RECORDS FOR THIS TASK: Begin
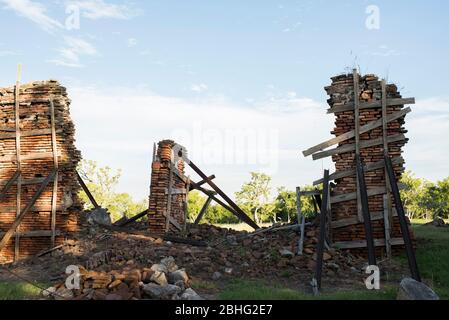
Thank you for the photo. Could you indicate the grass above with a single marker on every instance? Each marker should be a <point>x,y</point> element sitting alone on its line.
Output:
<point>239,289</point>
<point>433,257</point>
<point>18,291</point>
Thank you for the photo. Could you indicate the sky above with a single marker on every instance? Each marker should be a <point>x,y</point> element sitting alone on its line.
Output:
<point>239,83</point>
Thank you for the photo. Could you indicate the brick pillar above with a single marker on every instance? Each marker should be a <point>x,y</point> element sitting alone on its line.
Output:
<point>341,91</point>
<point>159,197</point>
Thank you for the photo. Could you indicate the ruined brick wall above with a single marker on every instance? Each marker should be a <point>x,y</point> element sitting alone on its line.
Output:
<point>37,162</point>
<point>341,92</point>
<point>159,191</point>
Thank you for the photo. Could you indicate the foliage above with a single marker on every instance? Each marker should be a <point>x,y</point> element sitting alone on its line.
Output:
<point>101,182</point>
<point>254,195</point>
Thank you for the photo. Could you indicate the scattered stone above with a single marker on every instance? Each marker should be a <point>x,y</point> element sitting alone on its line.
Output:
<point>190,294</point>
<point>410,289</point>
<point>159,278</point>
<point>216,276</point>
RECORDS FOR THIS TASK: End
RECORDS FOR THIS TASK: Begin
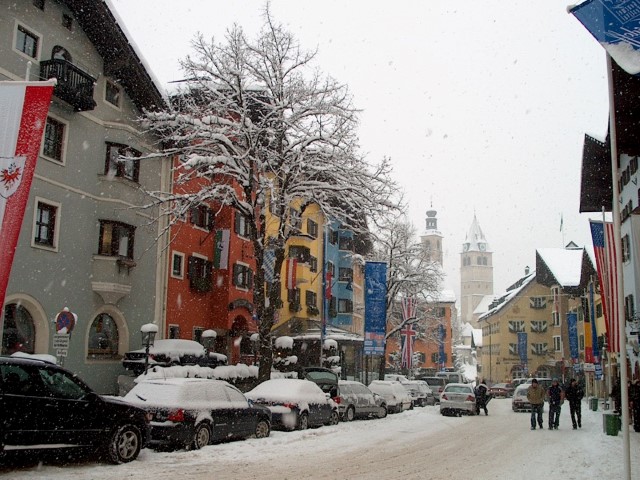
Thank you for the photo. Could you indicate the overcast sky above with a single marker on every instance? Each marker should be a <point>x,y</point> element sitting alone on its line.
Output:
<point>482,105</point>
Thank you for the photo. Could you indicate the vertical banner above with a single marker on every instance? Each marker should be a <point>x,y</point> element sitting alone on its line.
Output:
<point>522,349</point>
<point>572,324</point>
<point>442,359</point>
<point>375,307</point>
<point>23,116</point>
RECORDS FOR THIS TASK: End
### WHAT IS REQUIRED
Would you please copy exactly the part of the entries above that begins at the line containing "Thank you for the photo. Could you indicate the sky" and ends at the line containing "Thank you for the photo. Could you indicate the scattered", both lines included?

### COMPLETED TASK
Thank you for the photo. Could you indicate the sky above with a single marker on every instance? Each marker should be a <point>x,y</point> element sitting alone on its line.
Output:
<point>239,83</point>
Thank you for the photo. Could you indicate the brick pillar above with a single marker on every instance? Each marker should be a <point>x,y</point> element sitting alone on its line.
Output:
<point>341,91</point>
<point>159,197</point>
Thank you for the photo. Could you indicate the ruined brick wall above with a single marker on every instance? Each marker should be a <point>x,y</point> element sitting alone on its line.
Output:
<point>37,162</point>
<point>341,92</point>
<point>159,191</point>
Thank you for the photo. Could you indicate the foliage above with a single marker on every instance? Each marker should be a <point>x,y</point> element sitting alone on its line.
Output:
<point>101,182</point>
<point>254,195</point>
Thank you for the photo. Could you indicate the scattered stone above with a single marker on every instance? Each marker should be a <point>x,y</point> element sitting alone on its line.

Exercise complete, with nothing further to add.